##### Page extract
My insight: it's the degree of integration of society. No disenfranchised sections.

Besides Iceland, two other countries stand up: Japan an Switzerland. In the former, not even police or yakuza bear fire arms, things are solved mainly on reputation. In the latter, every citizen has to know how to operate a firearm, on account of not having an army.

So it's not the availability or lack of thereof of guns. It's the "social tension" (what exists between people) that binds people together. A society of strangers and cvasi-anonymous people leads to higher violence. When people are separated, they don't prevent each other from falling into a life of crime.

A society where whole swaths of people are in poverty believing they have no chance to succeed leads to the worst cases of violence. Even the slight idea that there is a path from poverty to success, even if it is an illusion, keeps the violence down.

But when people are convinced that the system is stacked against them no matter what they do, then they dissociate from the large society, form a new attitude - that they don't need to play by the rules, they don't need to have compassion, because the rich have all the power and resources anyway and they actively block the poor from raising up. That's basically whet the shit hits the fan.

Remember the French arab revolt from a few years back, in Paris? Same thing. Arabs emigrated in France after WWII for work. They remained in France and had children. Now french people don't need them any more, but the kids are born in France, they have no idea of the countries their parents came from. They don't want to leave, but they are not welcome in France either. They are without a place of their own. Thus, feeling of racial discrimination and violent protest.


I think you'll find the Swiss do have a standing army.

http://en.wikipedia.org/wiki/Military_of_Switzerland#Structu...

As for the extreme social cohesion of Iceland, that's not without its own set of issues http://www.guardian.co.uk/commentisfree/2013/apr/18/iceland-...


Regular Japanese police do carry firearms.


Even the guys who stay at the local booth in the corner of the street?


Yes.


French arab revolt? As a french I'm quite shocked to see it named like that. There has been a lot of violence, it's true, but it wasn't closed at all to a revolt. I knew some medias as Fox News exagerated the facts but I was hoping most people would be better informed.
##########
##### Recorded data
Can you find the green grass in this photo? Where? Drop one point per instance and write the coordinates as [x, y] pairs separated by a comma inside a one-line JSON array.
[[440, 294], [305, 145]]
##########
Exercises to complete >>
a. Reproduce the passage from the discussion on violence and social cohesion, starting at "Besides Iceland, two" and ending at "having an army.".
b. Render this sentence from the discussion on violence and social cohesion in Spanish: "Even the slight idea that there is a path from poverty to success, even if it is an illusion, keeps the violence down."
c. Pick up the forum discussion on violence and social cohesion where it stops, and add the next reply.

Task-by-task outputs >>
a.
Besides Iceland, two other countries stand up: Japan an Switzerland. In the former, not even police or yakuza bear fire arms, things are solved mainly on reputation. In the latter, every citizen has to know how to operate a firearm, on account of not having an army.

b. Incluso la más mínima idea de que existe un camino de la pobreza al éxito, aunque sea una ilusión, mantiene baja la violencia.

c.
Hmm, adding background information here would be more helpful than expressing surprise at one's choice of words.


The Japanese criminal justice system is brutal by world standards. This usually goes unmentioned when people bring up Japanese crime rates.


Once you're in prison I dunno, but the Japanese police in general are pretty low-key and community oriented, and seem to try hard to resolve problems without officially involving "the justice system." They're quite palpably less threatening than American police in my experience.

It's not just violent crime (something which might be affected by harsh penalties for such) which is rare in Japan, but petty crime as well. As far as I can figure, it's because of strong societal bonds and low income disparities, and that there's less of the sort of sense of disenfranchisement/alienation which seems so common in e.g. the U.S.


> Japanese police in general are pretty low-key

Ha! There are loads of accounts of the falsely accused getting locked up with zero due process. You can find yourself in an unheated cell and forced to kneel on the floor face against the wall for hours a day under threat of beatings before things are sorted out weeks later. Read about the death penalty in Japan for a taste of how they operate. You get killed in secret and your execution is announced months after the fact. None of this years of appeals stuff.


The basic point is that people in Japan aren't scared of the police, and in fact the police are often thought of as being kind of wimpy and ineffective; most people consider them "those guys you ask for directions when you're lost." Their relationship with the general public is hugely different than that of American police.

So while the Japanese justice system may have some bad habits, that is not an explanation for very low Japanese crime rates.


Right. The general sense I've gotten from the American public is that the police are a paramilitary organization sanctified by the government. You don't ask the police to settle a dispute; you call the police to start a war.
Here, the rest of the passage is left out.